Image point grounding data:
◆ ◆ ◆ ◆ ◆
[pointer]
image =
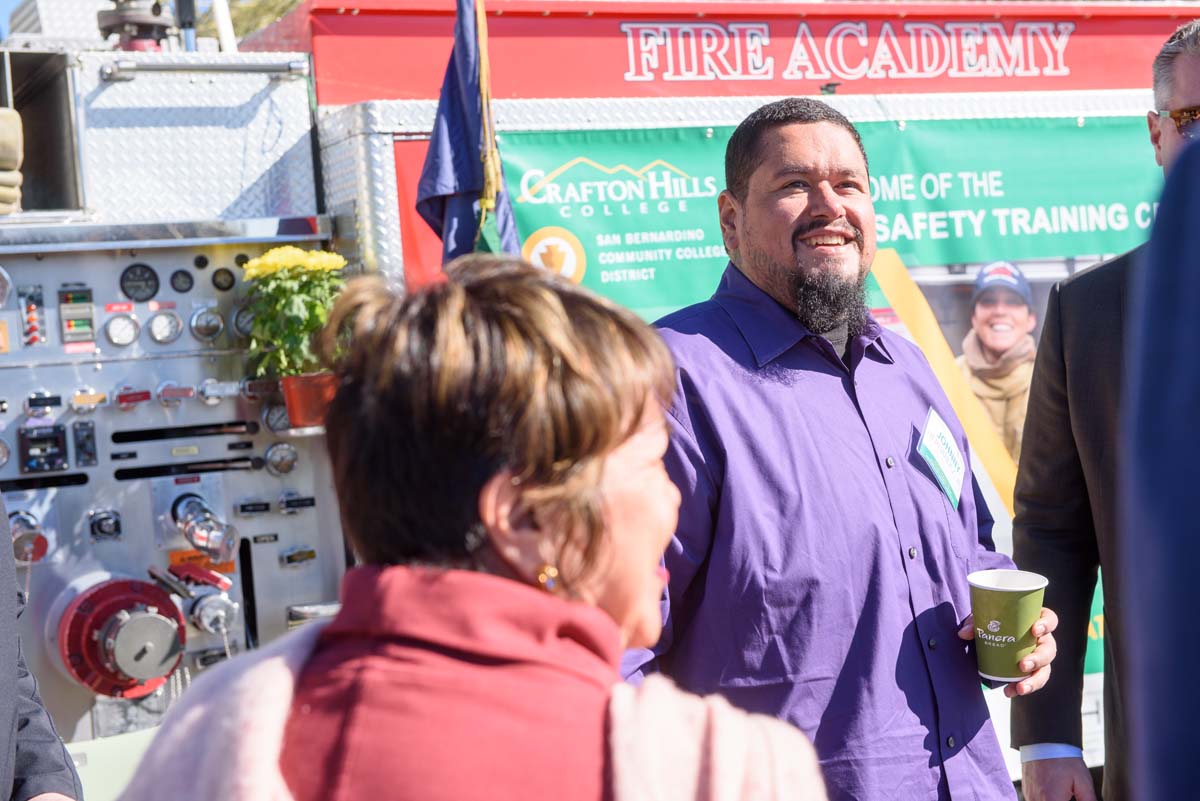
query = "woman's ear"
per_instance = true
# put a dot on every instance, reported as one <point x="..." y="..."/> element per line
<point x="511" y="529"/>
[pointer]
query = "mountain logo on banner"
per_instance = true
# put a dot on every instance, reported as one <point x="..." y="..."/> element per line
<point x="556" y="250"/>
<point x="583" y="187"/>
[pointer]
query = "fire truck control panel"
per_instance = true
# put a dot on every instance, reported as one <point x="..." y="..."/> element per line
<point x="163" y="512"/>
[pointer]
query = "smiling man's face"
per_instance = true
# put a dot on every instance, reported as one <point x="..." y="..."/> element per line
<point x="807" y="216"/>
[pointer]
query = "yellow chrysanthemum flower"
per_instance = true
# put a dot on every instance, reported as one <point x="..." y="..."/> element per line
<point x="289" y="257"/>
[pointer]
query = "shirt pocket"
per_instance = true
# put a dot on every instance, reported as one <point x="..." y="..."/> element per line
<point x="939" y="521"/>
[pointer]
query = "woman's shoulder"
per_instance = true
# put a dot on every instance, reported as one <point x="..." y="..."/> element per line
<point x="671" y="745"/>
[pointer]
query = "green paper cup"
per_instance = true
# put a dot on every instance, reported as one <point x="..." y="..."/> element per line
<point x="1006" y="603"/>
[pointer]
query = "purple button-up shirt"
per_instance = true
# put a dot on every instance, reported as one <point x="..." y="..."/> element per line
<point x="819" y="571"/>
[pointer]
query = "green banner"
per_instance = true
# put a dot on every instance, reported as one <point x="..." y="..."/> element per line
<point x="631" y="214"/>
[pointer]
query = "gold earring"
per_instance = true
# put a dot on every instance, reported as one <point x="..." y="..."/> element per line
<point x="547" y="577"/>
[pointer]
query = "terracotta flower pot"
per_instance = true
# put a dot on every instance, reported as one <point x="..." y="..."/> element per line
<point x="307" y="397"/>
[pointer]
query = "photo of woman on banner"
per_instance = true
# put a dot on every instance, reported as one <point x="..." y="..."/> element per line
<point x="999" y="350"/>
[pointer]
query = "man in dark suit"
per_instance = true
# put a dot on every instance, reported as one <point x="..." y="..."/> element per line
<point x="1159" y="499"/>
<point x="1067" y="523"/>
<point x="34" y="763"/>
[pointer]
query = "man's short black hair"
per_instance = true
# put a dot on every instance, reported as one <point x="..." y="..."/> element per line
<point x="742" y="152"/>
◆ ◆ ◆ ◆ ◆
Required work
Using the data above, write out every line exactly, leaving the images behind.

Worked solution
[pointer]
image =
query = "woman's ear"
per_instance = true
# put a dot on every instance, reported as one <point x="..." y="..."/> element per line
<point x="511" y="529"/>
[pointer]
query = "mountain logo on banner"
per_instance = true
# put a dot on every instance, reported as one <point x="..." y="..."/> element per line
<point x="556" y="250"/>
<point x="583" y="187"/>
[pointer]
query = "fire truck control panel"
per_instance = true
# put a dot on every instance, reported as one <point x="..." y="..."/> element per line
<point x="163" y="512"/>
[pointer]
query = "smiling man's face"
per_instance = true
# put a dot on every instance, reported as one <point x="..." y="..."/> element per line
<point x="807" y="216"/>
[pointer]
query = "yellow chrysanthemum flower"
per_instance = true
# put a dot on every instance, reported as one <point x="..." y="..."/> element per line
<point x="289" y="257"/>
[pointer]
query = "shirt pocket"
per_instance = true
# put a dot on every instance, reported as one <point x="..." y="..."/> element per line
<point x="939" y="521"/>
[pointer]
query = "woman's shoulder"
per_instance = true
# put a dot on every instance, reported as one <point x="..." y="..."/> element per line
<point x="671" y="745"/>
[pointer]
query = "green paper cup"
per_instance = true
# put a dot on every instance, reported as one <point x="..." y="..."/> element per line
<point x="1006" y="603"/>
[pointer]
query = "purple button-up shirt"
per_instance = true
# put a dot on every instance, reported as one <point x="..." y="..."/> element per line
<point x="819" y="571"/>
[pointer]
query = "green banner"
per_instance = true
# put a dot on every instance, reported as one <point x="..." y="..."/> element per line
<point x="631" y="214"/>
[pointer]
query = "gold earring"
per_instance = true
# put a dot on every instance, reported as one <point x="..." y="..."/> element per line
<point x="547" y="577"/>
[pointer]
query = "terracotta flower pot"
per_instance = true
# put a dot on every instance, reported as one <point x="..." y="..."/> element per line
<point x="307" y="397"/>
[pointer]
query = "photo of woman on banner"
per_instance = true
# put a dot on every instance, reported as one <point x="..." y="..."/> element per line
<point x="999" y="350"/>
[pointer]
query = "man in dark suit"
per_instance = true
# put a dot on every instance, reported as one <point x="..." y="..."/> element per line
<point x="1159" y="499"/>
<point x="1067" y="523"/>
<point x="34" y="763"/>
[pointer]
query = "man's short black hair"
per_instance = true
# put a dot on every instance, reported as one <point x="..." y="..."/> element per line
<point x="742" y="152"/>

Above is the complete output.